■ GIVEN DATA
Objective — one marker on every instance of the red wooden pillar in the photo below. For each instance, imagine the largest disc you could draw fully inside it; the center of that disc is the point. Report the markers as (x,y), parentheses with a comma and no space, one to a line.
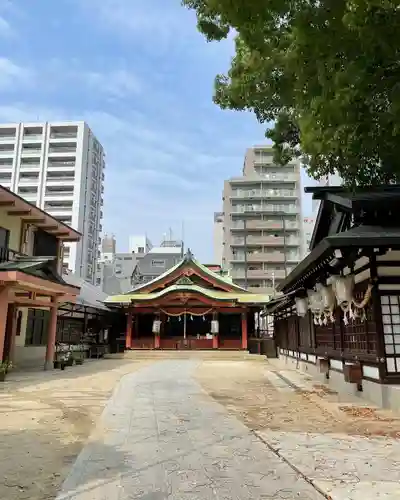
(244,330)
(3,319)
(215,335)
(51,337)
(128,335)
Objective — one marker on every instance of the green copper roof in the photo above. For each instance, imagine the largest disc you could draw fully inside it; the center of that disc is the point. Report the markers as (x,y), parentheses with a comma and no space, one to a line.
(189,258)
(240,297)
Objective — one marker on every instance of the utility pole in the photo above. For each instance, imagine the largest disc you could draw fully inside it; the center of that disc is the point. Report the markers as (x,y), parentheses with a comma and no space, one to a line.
(284,243)
(245,254)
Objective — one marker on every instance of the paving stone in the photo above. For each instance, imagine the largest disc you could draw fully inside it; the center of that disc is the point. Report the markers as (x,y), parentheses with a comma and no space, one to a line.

■ WHAT YOU SHOULD DO
Every entry above needs to be retyped exactly; drop the pictures.

■ YOUR RESPONSE
Objective — one marker on every instance of the red wooden pillar in the photo below. For each instance, imagine the largest disc you could draw fully inside it; the center of that disc is the point. Report the markers as (x,y), parentheses with a comma and no space, one to a line.
(244,330)
(3,319)
(215,335)
(51,337)
(128,335)
Objective — one marker on every instance of the green copper roof in the photo above. For each instance, imagine the largest disc you could draw fully inside it; the center of that disc is the point. Report the markers as (x,y), parentheses with a comma and no space, one to a line.
(189,258)
(240,297)
Objective — one marker on every instance of the utility pole in the photo above. For each instance, imagine the largest disc you could draw fully inside it; the center of that disc is the point. Report the markers as (x,y), parentheses with a comma and no space, one to a line.
(284,243)
(245,254)
Objective — one marker on every instance of the paving stone in the photo above. For each instance, imagine the largest disc you could draw fully inside it; the center of that disc is the point. Report the markers as (x,y), parentheses with a comma and no space, one to a line.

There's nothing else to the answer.